(Stored dataset items)
:::
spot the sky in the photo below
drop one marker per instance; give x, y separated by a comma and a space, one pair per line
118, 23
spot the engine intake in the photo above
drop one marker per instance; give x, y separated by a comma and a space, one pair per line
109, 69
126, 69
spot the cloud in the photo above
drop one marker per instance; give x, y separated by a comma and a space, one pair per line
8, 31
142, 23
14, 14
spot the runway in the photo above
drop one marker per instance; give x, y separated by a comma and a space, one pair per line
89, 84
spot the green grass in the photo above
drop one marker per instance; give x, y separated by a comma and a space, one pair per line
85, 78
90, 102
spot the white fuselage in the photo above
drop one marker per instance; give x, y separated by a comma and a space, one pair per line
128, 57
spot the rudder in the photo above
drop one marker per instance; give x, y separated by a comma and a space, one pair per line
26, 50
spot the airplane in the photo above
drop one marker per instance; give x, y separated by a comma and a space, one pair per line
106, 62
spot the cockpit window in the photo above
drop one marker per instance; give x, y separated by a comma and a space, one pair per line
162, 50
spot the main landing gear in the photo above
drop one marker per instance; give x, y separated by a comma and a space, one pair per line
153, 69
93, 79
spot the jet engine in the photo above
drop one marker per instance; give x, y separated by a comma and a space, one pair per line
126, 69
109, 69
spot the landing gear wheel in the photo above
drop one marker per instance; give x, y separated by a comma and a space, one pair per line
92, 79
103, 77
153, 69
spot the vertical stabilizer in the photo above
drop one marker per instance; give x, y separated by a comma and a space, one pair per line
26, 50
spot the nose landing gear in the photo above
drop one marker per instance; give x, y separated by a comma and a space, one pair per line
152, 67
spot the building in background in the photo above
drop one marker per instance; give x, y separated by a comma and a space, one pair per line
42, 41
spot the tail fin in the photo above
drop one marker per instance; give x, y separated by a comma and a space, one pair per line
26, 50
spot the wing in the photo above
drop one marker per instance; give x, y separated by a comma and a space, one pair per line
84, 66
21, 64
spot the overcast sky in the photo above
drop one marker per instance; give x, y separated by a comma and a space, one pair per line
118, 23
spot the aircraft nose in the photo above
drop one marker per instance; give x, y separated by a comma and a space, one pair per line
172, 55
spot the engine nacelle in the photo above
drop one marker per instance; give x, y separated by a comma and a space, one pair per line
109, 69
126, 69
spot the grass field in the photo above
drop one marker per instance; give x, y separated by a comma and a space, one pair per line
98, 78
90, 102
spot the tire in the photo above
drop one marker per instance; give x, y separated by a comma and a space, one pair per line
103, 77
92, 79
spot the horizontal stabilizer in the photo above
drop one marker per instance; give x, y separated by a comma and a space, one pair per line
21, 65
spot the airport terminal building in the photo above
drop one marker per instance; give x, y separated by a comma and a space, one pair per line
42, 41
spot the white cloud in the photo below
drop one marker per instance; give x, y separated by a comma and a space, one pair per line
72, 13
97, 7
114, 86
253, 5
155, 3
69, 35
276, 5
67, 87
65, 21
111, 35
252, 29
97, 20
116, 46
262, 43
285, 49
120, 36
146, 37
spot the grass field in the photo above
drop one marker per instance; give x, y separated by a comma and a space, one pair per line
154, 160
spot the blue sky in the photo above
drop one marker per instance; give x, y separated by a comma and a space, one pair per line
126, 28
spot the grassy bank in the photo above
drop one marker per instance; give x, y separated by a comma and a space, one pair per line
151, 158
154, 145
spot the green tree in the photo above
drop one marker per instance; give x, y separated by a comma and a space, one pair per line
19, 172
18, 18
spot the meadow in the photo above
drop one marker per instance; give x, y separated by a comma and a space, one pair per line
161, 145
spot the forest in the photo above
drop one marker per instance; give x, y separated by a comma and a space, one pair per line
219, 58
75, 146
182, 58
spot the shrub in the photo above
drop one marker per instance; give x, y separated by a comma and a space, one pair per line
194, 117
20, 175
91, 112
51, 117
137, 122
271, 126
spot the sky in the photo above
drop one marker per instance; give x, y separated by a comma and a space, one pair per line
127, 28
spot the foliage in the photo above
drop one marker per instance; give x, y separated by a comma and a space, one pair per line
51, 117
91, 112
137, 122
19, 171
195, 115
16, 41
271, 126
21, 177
:::
Problem to work on: Return all of the rows above verbatim, changing nothing.

Result:
spot the sky in the photo below
drop one marker per instance; give x, y separated by a comma and a space, one pair per line
118, 23
spot the engine intake in the photo above
drop one marker per instance; give x, y separated by a comma and a space, one pair per line
109, 69
126, 69
spot the cloud in the photo above
drop one marker per instance; give x, y separated by a comma and a space, one pair per line
8, 31
142, 23
14, 14
spot the runway in the photo above
drop one marker per instance; give x, y separated by a comma and a space, one pair per line
89, 84
spot the green grass in the photo above
drop one marker per instance; give x, y separated by a comma and a space, one pair per line
85, 78
90, 102
spot the white fuselage in the photo above
drop one marker per instance; give x, y separated by a comma and a space, one pair per line
128, 57
spot the rudder in the photo above
drop one marker per instance; give x, y separated by a comma and a space, one pair per line
26, 50
spot the airplane in the photo above
drop one marker per instance; give x, y separated by a comma and a space, one pair per line
106, 62
spot the cockpit window in the photo above
drop one marker per instance; give x, y separated by a comma and a space, one pair per line
162, 50
spot the main landing gear in the photo above
drop one marker per instance; give x, y separated by a comma and a space, one pair per line
153, 69
93, 79
spot the jet engine in the photo above
drop one marker per instance; give x, y separated by a comma and a space, one pair per line
126, 69
109, 69
spot the landing gear wheel in the photo above
drop one marker per instance; give x, y separated by a comma and a space, one pair per line
92, 79
103, 77
153, 69
spot the vertical stabilizer in the photo above
drop one marker per instance; give x, y separated by a comma and a space, one pair per line
26, 50
spot the nose landing gear in the photo above
drop one marker per instance; give x, y separated by a comma and a space, one pair per line
152, 67
spot the building in background in the photo above
drop one marker per instance; give x, y separated by a comma and a space, one pair per line
42, 41
spot the tail fin in the photo above
drop one marker per instance; give x, y separated by a comma and a space, one pair per line
26, 50
spot the wing in the photo above
drop one marker per instance; give x, y separated by a comma and a space, one pair per line
84, 66
21, 64
spot the overcast sky in the photo above
drop one marker per instance; give x, y separated by a comma and a space, one pair per line
118, 23
spot the aircraft nose in the photo above
drop one marker per instance; give x, y separated by a comma and a space, one pair per line
172, 55
spot the engine nacelle in the photo above
drop one marker per instance; give x, y separated by a comma and a space, one pair per line
109, 69
126, 69
spot the grass field in the photo above
drop one marker per instance; give x, y separated by a comma and a space, one pair per line
98, 78
90, 102
spot the tire in the photo above
drop one marker per instance; give x, y separated by a comma and a space, one pair per line
103, 77
92, 79
spot the horizontal stabilizer in the photo above
drop one marker per instance; give x, y separated by a comma and a space, one pair per line
21, 65
spot the airport terminal building in the photo above
drop one marker per instance; give x, y separated by a comma and a space, one pair per line
42, 41
spot the white cloud in the photo below
drop one marker per instance; give x, y separated by a comma and a space, one pair per line
72, 13
97, 7
114, 86
253, 5
155, 3
69, 35
276, 5
67, 87
65, 21
111, 35
252, 29
97, 20
116, 46
262, 43
285, 49
120, 36
146, 37
spot the grass field in the photo above
drop one marker per instance; give x, y separated by a comma and a space, one pair per line
154, 160
spot the blue sky in the photo above
drop one marker per instance; give x, y separated by a comma and a space, one pair per line
126, 28
spot the grassy bank in the photo above
drop one marker per instance; give x, y separated by a comma and a space, one pair per line
151, 158
154, 145
spot the green tree in the photo above
drop one marker per instance; give x, y separated by a comma and a space, one pair per line
19, 172
18, 18
spot the meadow in the photo above
drop one marker per instance; give x, y separated by a comma and a space, one pair per line
161, 145
spot the forest in the photo above
drop one marker per instance; give x, y separated by a comma and a space, one pair per line
219, 58
75, 146
182, 58
spot the shrub in the photo above
drop one marker per instance; give x, y separated by a comma and a space, one pair per line
194, 117
20, 175
91, 112
51, 117
137, 122
271, 126
spot the sky in the photo above
drop one marker per instance; give x, y separated by a comma and a space, one pair per line
127, 28
spot the foliage in the photo above
drop one marker per instance; give x, y separated by a comma and a space, one pair per line
51, 117
91, 112
137, 122
19, 171
195, 115
16, 41
271, 126
21, 177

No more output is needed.